DATA FOR PROCESSING:
§
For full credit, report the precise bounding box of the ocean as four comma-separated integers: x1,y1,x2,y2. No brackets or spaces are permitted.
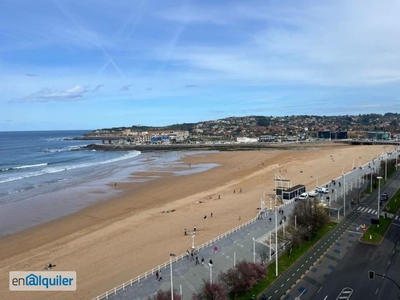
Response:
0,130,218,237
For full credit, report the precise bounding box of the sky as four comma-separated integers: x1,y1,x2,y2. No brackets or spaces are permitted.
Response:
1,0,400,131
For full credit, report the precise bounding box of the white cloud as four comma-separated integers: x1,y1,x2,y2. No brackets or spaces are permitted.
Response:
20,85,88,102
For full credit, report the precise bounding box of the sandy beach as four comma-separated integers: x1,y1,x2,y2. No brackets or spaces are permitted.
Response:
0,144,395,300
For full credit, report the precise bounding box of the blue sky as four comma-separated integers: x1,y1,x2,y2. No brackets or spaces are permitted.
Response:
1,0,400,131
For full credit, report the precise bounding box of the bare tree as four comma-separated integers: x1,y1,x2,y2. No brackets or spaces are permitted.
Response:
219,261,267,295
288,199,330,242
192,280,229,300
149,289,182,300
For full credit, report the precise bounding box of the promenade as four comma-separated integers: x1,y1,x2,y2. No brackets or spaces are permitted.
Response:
§
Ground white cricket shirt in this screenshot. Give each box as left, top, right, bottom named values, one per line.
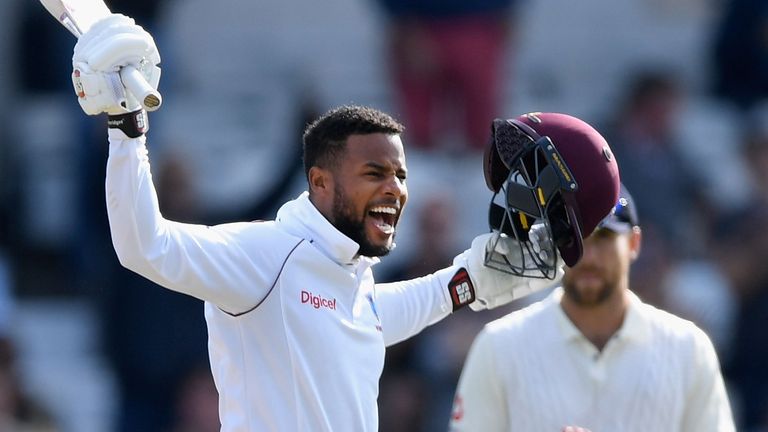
§
PROBLEM REQUIREMENTS:
Would you please filter the lines above and copy every one that includes "white"?

OUTPUT OF THE TASK:
For full credit, report the precise bounding box of the white cloud as four comma-separated integers: x1,y1,x2,y2. No brackets or spaces are permitted.
Ground white cricket shirt in this screenshot. Give each box as left, top, right, bottom named values, one per line.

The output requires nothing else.